• _What the exercise asks_
Reproduce the rows from the start through the line containing "pixel 71 109", requests included, and scale each coordinate in the answer points by 1.15, rounding to whole numbers with halves going up. Leave the numbers in the requests and their format samples unchanged, and give only these lines.

• _Supplied data_
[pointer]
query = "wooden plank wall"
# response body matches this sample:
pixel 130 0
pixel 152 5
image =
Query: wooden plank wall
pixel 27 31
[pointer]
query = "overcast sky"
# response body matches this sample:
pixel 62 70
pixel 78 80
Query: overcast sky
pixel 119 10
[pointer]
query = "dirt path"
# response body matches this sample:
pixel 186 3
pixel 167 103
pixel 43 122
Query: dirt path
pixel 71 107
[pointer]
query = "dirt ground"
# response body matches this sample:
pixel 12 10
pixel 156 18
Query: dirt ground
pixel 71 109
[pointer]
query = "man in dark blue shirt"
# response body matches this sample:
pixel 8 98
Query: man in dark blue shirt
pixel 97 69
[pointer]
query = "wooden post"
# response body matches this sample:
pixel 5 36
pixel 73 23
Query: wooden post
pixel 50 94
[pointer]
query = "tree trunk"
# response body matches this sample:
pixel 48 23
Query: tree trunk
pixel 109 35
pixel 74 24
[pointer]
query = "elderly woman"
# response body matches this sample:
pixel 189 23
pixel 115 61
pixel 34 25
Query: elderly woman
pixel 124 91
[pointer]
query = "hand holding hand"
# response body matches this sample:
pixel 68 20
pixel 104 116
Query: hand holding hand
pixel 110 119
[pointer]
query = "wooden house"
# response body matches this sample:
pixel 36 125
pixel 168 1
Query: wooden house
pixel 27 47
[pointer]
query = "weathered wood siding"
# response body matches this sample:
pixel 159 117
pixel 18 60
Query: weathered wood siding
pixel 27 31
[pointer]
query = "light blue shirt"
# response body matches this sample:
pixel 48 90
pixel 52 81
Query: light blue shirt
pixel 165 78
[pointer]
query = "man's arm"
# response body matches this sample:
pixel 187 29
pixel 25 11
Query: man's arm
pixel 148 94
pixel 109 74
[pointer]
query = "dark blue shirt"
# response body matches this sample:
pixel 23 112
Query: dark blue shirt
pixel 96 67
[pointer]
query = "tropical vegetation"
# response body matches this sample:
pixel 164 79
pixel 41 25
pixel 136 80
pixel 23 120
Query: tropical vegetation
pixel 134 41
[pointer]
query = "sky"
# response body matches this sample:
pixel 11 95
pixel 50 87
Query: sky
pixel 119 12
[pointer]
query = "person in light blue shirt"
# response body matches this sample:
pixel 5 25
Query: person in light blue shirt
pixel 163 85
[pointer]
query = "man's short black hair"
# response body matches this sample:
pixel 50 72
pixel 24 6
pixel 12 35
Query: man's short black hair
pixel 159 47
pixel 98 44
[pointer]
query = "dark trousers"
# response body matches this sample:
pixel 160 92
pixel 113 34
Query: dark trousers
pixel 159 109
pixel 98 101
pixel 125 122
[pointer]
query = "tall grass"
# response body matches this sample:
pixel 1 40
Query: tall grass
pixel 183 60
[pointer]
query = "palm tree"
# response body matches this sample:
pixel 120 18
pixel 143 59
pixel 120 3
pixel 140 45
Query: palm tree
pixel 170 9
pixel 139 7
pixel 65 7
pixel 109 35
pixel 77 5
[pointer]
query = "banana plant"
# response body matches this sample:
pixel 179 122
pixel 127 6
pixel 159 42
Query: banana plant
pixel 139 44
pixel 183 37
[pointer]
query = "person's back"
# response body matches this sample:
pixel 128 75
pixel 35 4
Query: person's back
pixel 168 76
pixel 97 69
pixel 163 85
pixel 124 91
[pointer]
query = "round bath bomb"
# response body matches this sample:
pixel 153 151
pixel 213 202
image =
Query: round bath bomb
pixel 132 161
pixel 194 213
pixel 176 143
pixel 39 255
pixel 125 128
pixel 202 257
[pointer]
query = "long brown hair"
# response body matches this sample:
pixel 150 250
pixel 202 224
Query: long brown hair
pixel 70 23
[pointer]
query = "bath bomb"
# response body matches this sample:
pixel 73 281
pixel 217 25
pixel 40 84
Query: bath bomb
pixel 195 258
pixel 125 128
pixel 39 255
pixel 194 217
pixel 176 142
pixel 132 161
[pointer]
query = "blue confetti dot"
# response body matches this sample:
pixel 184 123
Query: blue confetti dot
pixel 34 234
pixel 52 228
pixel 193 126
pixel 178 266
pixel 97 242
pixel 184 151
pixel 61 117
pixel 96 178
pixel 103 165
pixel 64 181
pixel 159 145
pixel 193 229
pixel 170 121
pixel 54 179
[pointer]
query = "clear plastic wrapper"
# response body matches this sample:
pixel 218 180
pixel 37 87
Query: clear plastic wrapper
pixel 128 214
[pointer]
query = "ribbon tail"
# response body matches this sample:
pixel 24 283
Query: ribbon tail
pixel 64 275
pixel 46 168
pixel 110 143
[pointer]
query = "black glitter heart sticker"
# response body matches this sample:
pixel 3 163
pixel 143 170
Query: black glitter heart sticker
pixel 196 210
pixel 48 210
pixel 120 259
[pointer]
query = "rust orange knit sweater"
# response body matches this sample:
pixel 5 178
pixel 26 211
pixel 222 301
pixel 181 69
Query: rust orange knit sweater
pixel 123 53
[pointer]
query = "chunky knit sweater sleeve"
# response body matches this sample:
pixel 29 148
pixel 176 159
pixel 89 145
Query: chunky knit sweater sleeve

• _Task output_
[pointer]
query = "wooden plank wall"
# response body matches this sample:
pixel 130 0
pixel 152 5
image =
Query: wooden plank wall
pixel 31 36
[pointer]
query = "overcast sky"
# response body matches this sample:
pixel 62 70
pixel 78 80
Query: overcast sky
pixel 137 12
[pointer]
query = "dirt path"
# response body matches this sample:
pixel 186 3
pixel 167 103
pixel 43 122
Query: dirt path
pixel 82 123
[pointer]
query = "dirt ground"
# response body matches this sample:
pixel 12 10
pixel 156 18
Query: dirt ground
pixel 82 125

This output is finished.